→ **ABOUT THIS EXERCISE**
Pick up the piece about Kayleigh Scott's death after its final sentence and continue it.

How many Kayleigh Scotts do we see before a change happens

I read a story last night that brought a tear to my eye regarding Kayleigh Scott.

Scott — who gained fame after appearing in a United Airlines commercial as a transgendered flight attendant— was found dead Monday in her Colorado home. She was 25. The cause of death was suicide.

How may Kayleigh Scotts do we need to read about before we — as a society — make some changes.

“As I take my final breaths and exit this living earth, I would like to apologize to everyone I let down. I am so sorry I could not be better,” reads the emotional Instagram post. “To those that I love, I am sorry I could not be stronger. To those that gave me their everything, I am sorry my effort was not reciprocated.

“Please understand that me leaving is not a reflection of you, but the result of my own inability to turn myself for the better. To Ashley, Cynthia, Regine & Sophia. I am so sorry. Please remember me for the good memories we have shared, and never for my downfall. I will see you all again on the other side,” the troubled Scott wrote.

I believe15 years from now we will look back at 2020 and feel like this push for transgenderism will be looked at as being as horrifying as the treatment of gays at the break out of AIDS.

Medical barbarism.

→ **THE DATA**
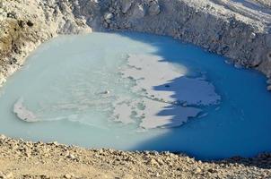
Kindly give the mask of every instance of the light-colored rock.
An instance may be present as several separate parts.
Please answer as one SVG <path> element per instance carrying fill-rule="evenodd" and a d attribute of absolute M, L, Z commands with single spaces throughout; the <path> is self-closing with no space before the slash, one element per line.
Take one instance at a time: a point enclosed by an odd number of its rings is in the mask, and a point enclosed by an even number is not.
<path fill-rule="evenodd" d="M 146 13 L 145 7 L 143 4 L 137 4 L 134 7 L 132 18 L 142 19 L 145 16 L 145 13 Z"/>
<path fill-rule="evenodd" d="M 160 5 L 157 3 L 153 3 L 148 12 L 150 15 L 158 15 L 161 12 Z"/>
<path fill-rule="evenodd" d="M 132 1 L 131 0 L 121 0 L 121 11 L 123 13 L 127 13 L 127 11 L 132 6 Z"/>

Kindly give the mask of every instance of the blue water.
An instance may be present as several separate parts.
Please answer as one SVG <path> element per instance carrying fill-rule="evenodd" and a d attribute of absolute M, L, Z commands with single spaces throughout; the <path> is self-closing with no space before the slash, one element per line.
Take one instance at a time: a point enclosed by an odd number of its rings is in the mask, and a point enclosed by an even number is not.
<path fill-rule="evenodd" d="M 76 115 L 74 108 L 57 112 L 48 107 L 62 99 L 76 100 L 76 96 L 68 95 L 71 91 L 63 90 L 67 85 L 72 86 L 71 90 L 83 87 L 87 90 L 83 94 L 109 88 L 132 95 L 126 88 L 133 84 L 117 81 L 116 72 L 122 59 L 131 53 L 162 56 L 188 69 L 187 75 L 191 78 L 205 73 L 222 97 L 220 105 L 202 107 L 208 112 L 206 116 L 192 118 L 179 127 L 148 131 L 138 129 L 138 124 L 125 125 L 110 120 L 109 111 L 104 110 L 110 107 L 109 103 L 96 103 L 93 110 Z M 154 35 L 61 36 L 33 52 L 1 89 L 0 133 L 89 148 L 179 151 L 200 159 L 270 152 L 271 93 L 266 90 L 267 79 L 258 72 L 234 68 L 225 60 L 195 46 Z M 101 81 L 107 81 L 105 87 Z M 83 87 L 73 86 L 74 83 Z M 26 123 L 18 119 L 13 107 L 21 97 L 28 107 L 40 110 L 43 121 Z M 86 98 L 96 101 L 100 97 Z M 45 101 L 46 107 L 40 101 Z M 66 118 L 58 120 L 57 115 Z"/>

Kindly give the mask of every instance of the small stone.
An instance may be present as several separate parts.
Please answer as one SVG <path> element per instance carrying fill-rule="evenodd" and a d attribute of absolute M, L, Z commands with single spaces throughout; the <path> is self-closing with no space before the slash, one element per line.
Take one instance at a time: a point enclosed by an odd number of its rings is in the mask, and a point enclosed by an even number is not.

→ **OUTPUT OF THE EXERCISE**
More than 50% of transgender and non-binary people in the US seriously considered suicide in the past year, according to new data on the worsening LGTBQ+ mental health crisis.

The Trevor Project — a non-profit group dedicated to LGBTQ+ suicide prevention, recently released data from nearly 34,000 queer and trans groups ages 13 to 24, showing alarmingly high rates of suicide attempts, depression and anxiety across the US.

Yet, you read everyday about some lawmaker or group pushing for these teens and young adults to be encouraged to seek medical surgery as a solution.

It is not a solution. It is the beginning of a complicated life with an unfulfilled future complicated by unsuccessful operations and a lifetime of medical interventions.

However, the mental aspects of those going under the knife is often ignored since the rhetoric is: this operation will change your life.

And indeed it does — mostly not for the better.

To believe that a young teenager — whose frontal cortex is a decade away from maturity — is able to access these complex issues is sheer folly and bordering on inhumane.

I pray that some rational minds look into this and are not considered anti-woke by advocates of the progressive left and come up with a better solution to treat these poor teenagers.